DIRECTION:
Reproduce each of the following lines word for word, with no changes.

## BEGIN ROWS

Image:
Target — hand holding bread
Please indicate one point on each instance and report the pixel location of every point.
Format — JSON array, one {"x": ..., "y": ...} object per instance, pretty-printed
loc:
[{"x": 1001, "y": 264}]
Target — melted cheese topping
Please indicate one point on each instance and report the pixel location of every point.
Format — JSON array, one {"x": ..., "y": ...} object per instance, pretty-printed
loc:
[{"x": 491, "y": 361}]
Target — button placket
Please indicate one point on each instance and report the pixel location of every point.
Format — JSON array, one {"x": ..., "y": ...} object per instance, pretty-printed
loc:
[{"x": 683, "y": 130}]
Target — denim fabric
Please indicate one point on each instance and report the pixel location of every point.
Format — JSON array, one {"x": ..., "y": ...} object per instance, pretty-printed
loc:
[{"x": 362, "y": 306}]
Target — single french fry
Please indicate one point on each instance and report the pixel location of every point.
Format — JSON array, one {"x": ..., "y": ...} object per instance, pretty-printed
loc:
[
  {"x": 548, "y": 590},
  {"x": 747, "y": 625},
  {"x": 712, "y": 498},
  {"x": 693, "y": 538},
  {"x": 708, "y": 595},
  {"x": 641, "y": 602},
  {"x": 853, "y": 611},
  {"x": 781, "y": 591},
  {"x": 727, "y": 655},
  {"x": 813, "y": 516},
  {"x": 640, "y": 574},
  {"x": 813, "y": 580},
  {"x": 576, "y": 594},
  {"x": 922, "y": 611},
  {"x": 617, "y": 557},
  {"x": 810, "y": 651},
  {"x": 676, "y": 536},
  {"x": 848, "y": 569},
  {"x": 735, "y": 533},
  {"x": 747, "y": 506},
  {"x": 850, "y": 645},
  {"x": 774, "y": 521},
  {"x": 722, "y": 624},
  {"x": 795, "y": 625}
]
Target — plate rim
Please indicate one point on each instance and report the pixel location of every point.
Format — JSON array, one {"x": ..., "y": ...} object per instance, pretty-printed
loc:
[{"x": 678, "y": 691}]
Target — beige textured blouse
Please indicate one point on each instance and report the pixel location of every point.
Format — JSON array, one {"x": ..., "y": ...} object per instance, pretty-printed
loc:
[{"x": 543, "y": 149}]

## END ROWS

ANSWER TO THE TASK:
Image:
Target — hand holding bread
Please indicate one point on each instance and report the pixel location of every point.
Format — JSON array, one {"x": ..., "y": ...} object per instance, pretty-printed
loc:
[{"x": 1001, "y": 264}]
Target — melted cheese topping
Please indicate one point on each instance and report the pixel location of every point.
Format — JSON array, one {"x": ..., "y": ...} object per instance, pretty-printed
loc:
[{"x": 491, "y": 361}]
Target — button placket
Please indicate one point on each instance and report the pixel location of every point.
Format — JSON array, one {"x": ..., "y": ...} object per instance, pretty-printed
loc:
[{"x": 683, "y": 130}]
Target — denim fabric
Please indicate one point on each instance and report the pixel location of every point.
Format — JSON array, one {"x": ..., "y": ...} object per instance, pretty-printed
loc:
[{"x": 362, "y": 306}]
Target — single french fry
Please indicate one point on each instance and report the pixel location of every point.
Format — JSON array, one {"x": ..., "y": ...} object per instance, pretty-printed
loc:
[
  {"x": 548, "y": 590},
  {"x": 747, "y": 625},
  {"x": 712, "y": 498},
  {"x": 693, "y": 538},
  {"x": 708, "y": 595},
  {"x": 641, "y": 602},
  {"x": 853, "y": 611},
  {"x": 781, "y": 591},
  {"x": 727, "y": 655},
  {"x": 813, "y": 516},
  {"x": 640, "y": 574},
  {"x": 813, "y": 580},
  {"x": 576, "y": 594},
  {"x": 922, "y": 611},
  {"x": 617, "y": 557},
  {"x": 810, "y": 651},
  {"x": 676, "y": 536},
  {"x": 848, "y": 569},
  {"x": 735, "y": 533},
  {"x": 747, "y": 506},
  {"x": 850, "y": 645},
  {"x": 774, "y": 521},
  {"x": 722, "y": 624},
  {"x": 795, "y": 625}
]
Target — plate rim
Please indicate one point on each instance and report the pixel location of every point.
Format — JSON array, one {"x": ..., "y": ...} object per instance, pretty-printed
loc:
[{"x": 678, "y": 691}]
Target — beige textured blouse
Please indicate one point on each instance and report the pixel location of every point.
Format — JSON array, one {"x": ..., "y": ...} object per instance, pretty-printed
loc:
[{"x": 543, "y": 149}]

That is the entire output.